+++ Provided entries

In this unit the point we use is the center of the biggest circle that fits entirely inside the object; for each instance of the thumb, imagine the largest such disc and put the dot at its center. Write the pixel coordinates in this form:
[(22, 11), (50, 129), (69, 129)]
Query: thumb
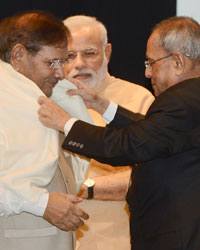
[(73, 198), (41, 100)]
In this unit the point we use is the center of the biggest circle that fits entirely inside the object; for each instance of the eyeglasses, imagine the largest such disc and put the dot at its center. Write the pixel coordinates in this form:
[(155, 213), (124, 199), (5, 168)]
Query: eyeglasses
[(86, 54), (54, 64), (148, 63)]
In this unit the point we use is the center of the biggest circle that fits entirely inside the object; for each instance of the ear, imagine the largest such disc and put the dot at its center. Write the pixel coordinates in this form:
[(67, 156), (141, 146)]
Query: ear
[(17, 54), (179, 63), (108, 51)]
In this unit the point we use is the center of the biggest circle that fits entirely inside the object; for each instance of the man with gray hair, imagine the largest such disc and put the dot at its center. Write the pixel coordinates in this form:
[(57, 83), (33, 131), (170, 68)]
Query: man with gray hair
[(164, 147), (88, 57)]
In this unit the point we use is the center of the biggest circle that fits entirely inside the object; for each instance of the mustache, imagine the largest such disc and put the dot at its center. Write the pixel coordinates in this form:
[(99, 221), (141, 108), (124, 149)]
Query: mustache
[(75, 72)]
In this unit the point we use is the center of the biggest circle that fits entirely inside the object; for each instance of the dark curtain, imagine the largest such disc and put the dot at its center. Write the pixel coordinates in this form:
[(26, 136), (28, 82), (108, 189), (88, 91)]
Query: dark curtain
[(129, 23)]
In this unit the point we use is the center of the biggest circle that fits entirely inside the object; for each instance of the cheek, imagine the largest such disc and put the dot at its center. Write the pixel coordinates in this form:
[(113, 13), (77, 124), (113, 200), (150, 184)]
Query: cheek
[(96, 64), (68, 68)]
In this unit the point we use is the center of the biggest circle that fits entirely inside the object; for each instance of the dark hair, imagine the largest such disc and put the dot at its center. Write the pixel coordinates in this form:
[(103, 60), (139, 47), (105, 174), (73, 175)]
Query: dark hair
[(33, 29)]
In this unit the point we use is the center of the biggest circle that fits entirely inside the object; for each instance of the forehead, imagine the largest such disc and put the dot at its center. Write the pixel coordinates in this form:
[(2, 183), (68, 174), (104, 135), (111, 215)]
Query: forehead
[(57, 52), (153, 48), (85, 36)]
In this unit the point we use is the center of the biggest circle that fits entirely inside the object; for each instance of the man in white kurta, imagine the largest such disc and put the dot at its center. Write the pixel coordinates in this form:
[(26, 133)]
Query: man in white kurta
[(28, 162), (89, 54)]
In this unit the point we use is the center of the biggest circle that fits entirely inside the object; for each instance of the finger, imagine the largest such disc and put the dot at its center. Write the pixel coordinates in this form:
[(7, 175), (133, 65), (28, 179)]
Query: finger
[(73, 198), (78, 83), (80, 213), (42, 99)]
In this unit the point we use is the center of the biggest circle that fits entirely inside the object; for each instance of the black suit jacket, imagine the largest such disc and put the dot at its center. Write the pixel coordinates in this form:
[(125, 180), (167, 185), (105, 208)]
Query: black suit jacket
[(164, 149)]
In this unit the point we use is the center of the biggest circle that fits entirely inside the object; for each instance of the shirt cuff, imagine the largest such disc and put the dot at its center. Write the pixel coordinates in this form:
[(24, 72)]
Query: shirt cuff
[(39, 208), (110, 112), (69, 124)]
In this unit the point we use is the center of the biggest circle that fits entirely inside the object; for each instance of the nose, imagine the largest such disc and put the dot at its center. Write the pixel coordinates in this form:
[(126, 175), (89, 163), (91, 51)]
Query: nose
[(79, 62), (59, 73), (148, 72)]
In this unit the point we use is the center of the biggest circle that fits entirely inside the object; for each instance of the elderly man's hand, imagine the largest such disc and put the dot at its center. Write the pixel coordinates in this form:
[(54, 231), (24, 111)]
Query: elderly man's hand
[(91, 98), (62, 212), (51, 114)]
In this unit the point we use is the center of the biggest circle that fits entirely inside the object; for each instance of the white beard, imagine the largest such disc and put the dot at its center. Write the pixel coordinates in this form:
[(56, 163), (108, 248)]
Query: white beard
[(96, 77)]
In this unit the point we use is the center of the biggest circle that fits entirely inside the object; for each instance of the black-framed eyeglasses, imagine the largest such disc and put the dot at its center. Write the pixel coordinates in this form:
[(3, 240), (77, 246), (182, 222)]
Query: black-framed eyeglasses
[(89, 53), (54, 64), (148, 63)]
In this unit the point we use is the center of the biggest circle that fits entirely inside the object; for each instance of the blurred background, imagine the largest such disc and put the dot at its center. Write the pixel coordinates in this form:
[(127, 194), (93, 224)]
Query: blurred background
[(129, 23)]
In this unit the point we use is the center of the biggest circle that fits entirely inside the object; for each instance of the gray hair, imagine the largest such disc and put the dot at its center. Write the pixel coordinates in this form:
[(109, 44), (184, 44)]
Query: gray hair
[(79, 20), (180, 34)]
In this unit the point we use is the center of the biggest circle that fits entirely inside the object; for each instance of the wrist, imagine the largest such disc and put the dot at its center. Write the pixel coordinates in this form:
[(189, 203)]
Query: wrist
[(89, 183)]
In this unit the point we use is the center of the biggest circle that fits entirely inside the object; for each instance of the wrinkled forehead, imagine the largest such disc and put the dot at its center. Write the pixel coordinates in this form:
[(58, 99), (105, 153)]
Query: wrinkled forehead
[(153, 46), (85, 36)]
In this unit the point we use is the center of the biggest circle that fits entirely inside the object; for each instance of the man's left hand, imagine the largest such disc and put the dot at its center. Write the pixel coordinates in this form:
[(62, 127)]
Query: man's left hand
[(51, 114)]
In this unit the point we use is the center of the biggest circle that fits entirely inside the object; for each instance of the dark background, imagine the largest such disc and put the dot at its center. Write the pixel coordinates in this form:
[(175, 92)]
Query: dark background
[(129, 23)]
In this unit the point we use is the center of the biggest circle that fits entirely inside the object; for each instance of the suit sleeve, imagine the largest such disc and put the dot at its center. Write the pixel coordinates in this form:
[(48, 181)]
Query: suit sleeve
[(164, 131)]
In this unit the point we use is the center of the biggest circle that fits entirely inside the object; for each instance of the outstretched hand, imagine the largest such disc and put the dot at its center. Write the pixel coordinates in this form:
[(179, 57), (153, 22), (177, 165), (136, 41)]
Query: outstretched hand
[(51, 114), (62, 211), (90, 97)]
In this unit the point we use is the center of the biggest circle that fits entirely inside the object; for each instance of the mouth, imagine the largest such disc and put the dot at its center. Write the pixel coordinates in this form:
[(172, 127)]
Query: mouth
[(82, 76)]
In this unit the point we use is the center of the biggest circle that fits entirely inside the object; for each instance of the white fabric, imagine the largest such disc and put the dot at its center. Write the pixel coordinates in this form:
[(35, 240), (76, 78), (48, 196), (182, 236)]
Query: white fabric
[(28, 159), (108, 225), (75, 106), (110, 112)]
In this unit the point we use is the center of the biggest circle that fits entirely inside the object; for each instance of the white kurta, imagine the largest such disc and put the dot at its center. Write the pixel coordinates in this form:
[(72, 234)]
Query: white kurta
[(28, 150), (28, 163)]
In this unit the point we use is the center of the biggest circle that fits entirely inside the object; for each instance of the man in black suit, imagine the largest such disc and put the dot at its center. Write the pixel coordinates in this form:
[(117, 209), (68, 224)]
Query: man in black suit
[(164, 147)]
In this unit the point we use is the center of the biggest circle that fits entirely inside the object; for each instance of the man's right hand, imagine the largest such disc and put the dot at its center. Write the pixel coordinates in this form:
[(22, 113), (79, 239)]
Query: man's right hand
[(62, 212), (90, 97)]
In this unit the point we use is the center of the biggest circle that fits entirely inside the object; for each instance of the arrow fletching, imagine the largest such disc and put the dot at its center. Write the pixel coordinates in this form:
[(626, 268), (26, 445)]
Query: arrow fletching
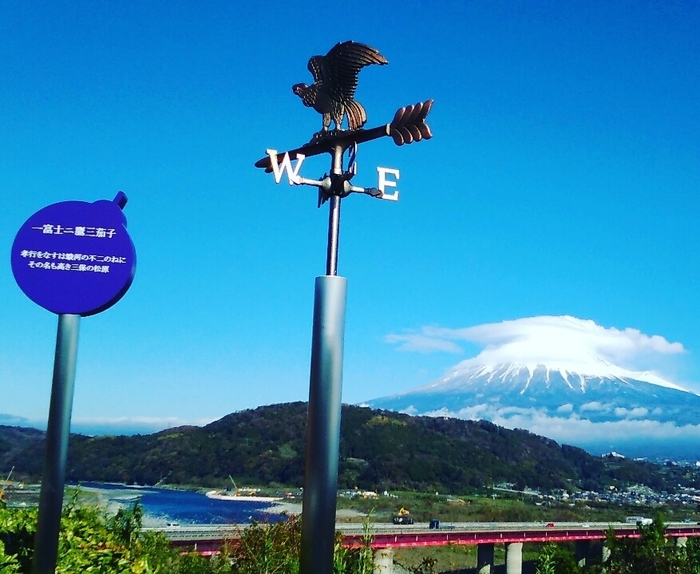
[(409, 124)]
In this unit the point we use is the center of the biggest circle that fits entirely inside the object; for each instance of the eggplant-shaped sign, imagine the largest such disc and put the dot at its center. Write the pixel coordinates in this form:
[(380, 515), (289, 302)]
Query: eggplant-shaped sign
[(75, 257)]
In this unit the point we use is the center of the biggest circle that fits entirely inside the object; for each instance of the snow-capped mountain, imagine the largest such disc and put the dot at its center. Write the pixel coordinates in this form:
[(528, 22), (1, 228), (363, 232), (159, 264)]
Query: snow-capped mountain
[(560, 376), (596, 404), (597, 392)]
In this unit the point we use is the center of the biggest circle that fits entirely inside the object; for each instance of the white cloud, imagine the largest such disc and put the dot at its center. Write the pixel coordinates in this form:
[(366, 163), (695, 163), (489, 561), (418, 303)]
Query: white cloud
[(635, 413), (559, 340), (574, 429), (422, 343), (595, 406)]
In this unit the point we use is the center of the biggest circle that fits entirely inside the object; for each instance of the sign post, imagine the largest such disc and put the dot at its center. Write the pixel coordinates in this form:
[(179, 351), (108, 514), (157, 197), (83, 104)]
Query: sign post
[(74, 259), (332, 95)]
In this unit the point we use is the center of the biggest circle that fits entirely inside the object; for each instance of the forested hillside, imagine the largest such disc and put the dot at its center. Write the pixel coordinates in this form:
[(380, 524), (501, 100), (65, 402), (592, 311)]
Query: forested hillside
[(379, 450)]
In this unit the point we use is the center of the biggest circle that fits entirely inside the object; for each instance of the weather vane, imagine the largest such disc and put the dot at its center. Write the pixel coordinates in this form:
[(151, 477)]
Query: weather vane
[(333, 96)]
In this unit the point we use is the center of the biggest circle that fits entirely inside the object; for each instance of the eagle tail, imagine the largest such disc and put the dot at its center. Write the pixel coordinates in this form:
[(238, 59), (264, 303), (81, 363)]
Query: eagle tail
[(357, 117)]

++++++

Everything from the line with "of the weather" to the end of the listing above needs to be duplicated exactly, both end lines included, with nothing more.

In this unit the point we use is the center of the biggest circle that fits entirely inside the object; for each instance of the weather vane, imagine the largest such disc and put the dot at its center. Write the pixel coordinates in this form:
[(151, 477)]
Query: weather vane
[(333, 96)]
In this unit the point we use is the center of the biggest circle that fits entirely inside the object; for each instance of the eagle tail, imagine the largest such disc and put the dot at its center. Write the pixel coordinates in this form:
[(238, 59), (264, 303), (81, 363)]
Query: eagle tail
[(357, 117)]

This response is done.